Dataset excerpts:
····················
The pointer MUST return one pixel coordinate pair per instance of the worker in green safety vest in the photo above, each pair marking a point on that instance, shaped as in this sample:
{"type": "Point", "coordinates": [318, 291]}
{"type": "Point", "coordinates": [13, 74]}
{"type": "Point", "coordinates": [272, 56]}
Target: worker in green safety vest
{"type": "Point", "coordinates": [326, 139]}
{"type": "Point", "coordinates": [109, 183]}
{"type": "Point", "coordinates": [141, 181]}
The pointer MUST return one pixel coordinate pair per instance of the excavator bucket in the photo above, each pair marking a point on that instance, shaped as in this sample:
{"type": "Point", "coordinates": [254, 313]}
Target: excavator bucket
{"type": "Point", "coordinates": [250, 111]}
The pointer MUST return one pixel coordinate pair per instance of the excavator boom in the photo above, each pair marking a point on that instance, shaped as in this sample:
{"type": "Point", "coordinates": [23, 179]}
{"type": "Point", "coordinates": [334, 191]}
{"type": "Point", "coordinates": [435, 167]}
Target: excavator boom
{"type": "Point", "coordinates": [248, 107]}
····················
--- REQUIRED WORK ---
Please reproduce the records exactly, without leaving any out.

--- WRITTEN REPLY ---
The pointer MUST return one pixel coordinate pair per instance of the worker in green safety vest in the photo above, each pair marking a point on that instance, shaped as in this sample:
{"type": "Point", "coordinates": [318, 291]}
{"type": "Point", "coordinates": [13, 74]}
{"type": "Point", "coordinates": [272, 56]}
Target: worker in green safety vest
{"type": "Point", "coordinates": [326, 139]}
{"type": "Point", "coordinates": [109, 183]}
{"type": "Point", "coordinates": [141, 181]}
The pointer MUST return one pixel coordinate pair per instance of the excavator bucket in the photo above, each pair marking a point on that instance, shaped as in this sample:
{"type": "Point", "coordinates": [254, 313]}
Target: excavator bucket
{"type": "Point", "coordinates": [250, 111]}
The pointer MUST return one pixel coordinate pair per instance of the excavator boom in the photo above, each pair marking a point on that instance, shaped as in this sample:
{"type": "Point", "coordinates": [23, 179]}
{"type": "Point", "coordinates": [334, 191]}
{"type": "Point", "coordinates": [435, 167]}
Target: excavator boom
{"type": "Point", "coordinates": [248, 107]}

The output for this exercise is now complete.